PASSAGE DU TEXTE.
===============
Les propriétés du ZnO
H. Morkoç et U. Ozgur , C. Jagadish et S. J. Pearton, ainsi que C. Klingshirn et al., ont publié un état de l’art exhaustif des propriétés du ZnO dans un article de revue [2, 10] ainsi que dans deux ouvrages [3, 11] dont nous rappelons ici quelques unes des plus importantes.
Propriétés structurales
Sous les conditions usuelles de température et de pression, le ZnO cristallise dans la structure Wurtzite. Cette structure est un empilement de doubles couches (Zn et O) compactes, selon l’axe [0001] appelé également axe c. Dans cette structure Wurtzite, les paramètres de maille du ZnO sont :
– a = 0,32495 nm
– c = 0,52069 nm.
Chaque atome de Zinc (en site tétraédrique) est entouré de quatre atomes d’oxygène et inversement. La coordinence 4 est typique des liaisons covalentes de type sp3 . Cependant la liaison O-Zn possède également un caractère fortement ionique en raison de la forte éléctronégativité de l’atome d’oxygène. Les molécules d’oxyde maintiennent donc, dans une certaine mesure, leur individualité, contrairement à ce que l’on attendrait d’un cristal purement ionique ou purement covalent.
De plus la structure wurtzite est non centro-symétrique. Le ZnO cristallisé sous cette forme a la propriété d’être un matériau polaire suivant son axe c. La face zinc (Zn) est notée par convention (0001) ou (+c) tandis que la face oxygène (O) est notée (000-1) ou (-c). Cette structure polaire du ZnO, liée à sa structure wurtzite, entraine l’apparition d’une polarisation macroscopique même en l’absence de déformation. Le ZnO possède ainsi une polarisation non nulle selon l’axe c, appelée polarisation spontanée, de valeur −0.05 C.m−2 [12]. A cette polarisation spontanée, s’ajoute une polarisation piézoélectrique si le matériau est sous contrainte (ce qui est le cas par exemple dans les structures à puits quantiques). Il faut également préciser que la présence de ce champ électrique interne (spontanés et piézo) est à l’origine d’un effet Stark confiné quantique qui diminue l’efficacité radiative dans les puis quantiques polaires [13]. Ce champ électrique interne entraine une séparation spatiale des électrons et des trous. Les recombinaisons sont alors moins probables, et la lumière émise est décalée vers les grandes longueurs d’ondes. De plus, lorsque l’on clive les cristaux de ZnO de type wurtzite parallèlement au plan basal de la maille hexagonale, deux surfaces structurellement et chimiquement différentes sont donc créées. Cette polarité est responsable d’un comportement spécifique de chacune des faces. Les recuits, le polissage ou les attaques chimiques par exemple n’affectent pas de la même manière les deux faces. Les modes de croissance ou d’épitaxie ou l’incorporation d’impuretés sont également très différents suivant la polarité considérée [14].
===============
EXERCICE ÉCRIT A.
Dans le texte sur le ZnO, reprends la partie qui s'ouvre sur les mots contenant « Chaque atome de » et se ferme sur « ou purement covalent. », en remplaçant « individualité » par « identité ».
EXERCICE ÉCRIT B.
D'après le texte sur le ZnO, quelle valeur prend la polarisation spontanée selon l'axe c ?
EXERCICE ÉCRIT C.
Prolonge le texte sur les propriétés du ZnO à la suite de sa dernière phrase.
Les enregistrements placés ensuite forment un matériau indépendant du texte.

(Enregistrements issus d'une source de données)
===============
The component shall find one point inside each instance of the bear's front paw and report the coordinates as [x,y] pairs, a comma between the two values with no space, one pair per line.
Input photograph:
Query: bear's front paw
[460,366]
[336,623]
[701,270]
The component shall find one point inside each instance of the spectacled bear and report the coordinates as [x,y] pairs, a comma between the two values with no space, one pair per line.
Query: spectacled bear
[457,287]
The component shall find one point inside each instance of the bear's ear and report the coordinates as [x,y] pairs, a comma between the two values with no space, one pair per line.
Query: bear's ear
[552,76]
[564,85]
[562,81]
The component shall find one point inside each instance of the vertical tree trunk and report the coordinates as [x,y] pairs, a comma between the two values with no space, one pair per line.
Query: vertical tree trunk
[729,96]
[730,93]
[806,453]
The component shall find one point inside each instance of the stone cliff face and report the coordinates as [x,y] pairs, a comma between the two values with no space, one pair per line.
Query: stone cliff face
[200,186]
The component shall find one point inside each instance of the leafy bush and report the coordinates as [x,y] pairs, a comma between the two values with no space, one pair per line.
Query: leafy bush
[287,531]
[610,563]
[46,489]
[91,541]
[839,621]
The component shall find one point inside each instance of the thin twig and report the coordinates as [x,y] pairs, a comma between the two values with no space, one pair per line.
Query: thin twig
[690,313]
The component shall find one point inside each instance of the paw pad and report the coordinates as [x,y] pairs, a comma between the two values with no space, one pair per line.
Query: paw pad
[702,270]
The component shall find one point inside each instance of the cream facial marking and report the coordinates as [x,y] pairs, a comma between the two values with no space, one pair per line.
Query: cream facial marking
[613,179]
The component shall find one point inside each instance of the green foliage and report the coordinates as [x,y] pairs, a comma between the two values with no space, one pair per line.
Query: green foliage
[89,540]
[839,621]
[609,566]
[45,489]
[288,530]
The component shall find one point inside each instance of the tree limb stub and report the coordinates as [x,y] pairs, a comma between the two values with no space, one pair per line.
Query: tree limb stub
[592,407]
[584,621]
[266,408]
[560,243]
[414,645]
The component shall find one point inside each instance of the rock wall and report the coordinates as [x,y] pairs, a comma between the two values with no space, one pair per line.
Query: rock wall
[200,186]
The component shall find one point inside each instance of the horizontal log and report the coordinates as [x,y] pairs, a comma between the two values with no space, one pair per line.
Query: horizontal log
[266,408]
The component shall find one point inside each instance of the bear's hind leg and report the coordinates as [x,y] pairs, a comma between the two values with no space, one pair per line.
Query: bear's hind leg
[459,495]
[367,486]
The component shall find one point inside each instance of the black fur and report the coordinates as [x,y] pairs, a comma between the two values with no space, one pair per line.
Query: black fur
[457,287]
===============
RÉSULTAT DE L'EXERCICE A.
Chaque atome de Zinc (en site tétraédrique) est entouré de quatre atomes d’oxygène et inversement. La coordinence 4 est typique des liaisons covalentes de type sp3 . Cependant la liaison O-Zn possède également un caractère fortement ionique en raison de la forte éléctronégativité de l’atome d’oxygène. Les molécules d’oxyde maintiennent donc, dans une certaine mesure, leur identité, contrairement à ce que l’on attendrait d’un cristal purement ionique ou purement covalent.

RÉSULTAT DE L'EXERCICE B.
−0.05 C.m−2.

RÉSULTAT DE L'EXERCICE C.
Propriétés électro-optiques
L’oxyde de zinc est un matériau transparent dont l’indice de réfraction sous sa forme massive est égal à 2 et qui possède une bande interdite directe d’environ 3, 4 eV à 300°K . Le ZnO fortement dopé entre dans la classe des oxydes transparents conducteurs dits TCO (Transparent Conductive Oxide). Une autre propriété importante du ZnO est sa forte liaison excitonique de l’ordre de 60 meV. Cette propriété est souvent citée comme favorisant la recombinaison radiative de la paire électron trou et permettant aussi de baisser le seuil d’excitation pour l’émission stimulée. En comparaison, la force de l’exciton dans le GaN est d’environ 20 meV. l’existence d’alliages de gap plus grand Zn1−xMgxO (ZnMgO) ou plus petits Zn1−xCdxO (ZnCdO). L’existence de ces alliages permet d’envisager des structures LED à base de puits quantiques, dites hétérostructures, avec par exemple une barrière de ZnMgO et un puits de ZnO, qui permettent d’augmenter les recombinaisons radiatives par confinement des porteurs et donc d’améliorer le rendement lumineux du dispositif. Il faut noter cependant que le paramètre de maille de ces alliages varie avec leur composition, ce qui risque de se manifester par l’apparition de dislocations lors de la réalisation des hétérostructures, qui pourraient fortement en dégrader l’efficacité radiative.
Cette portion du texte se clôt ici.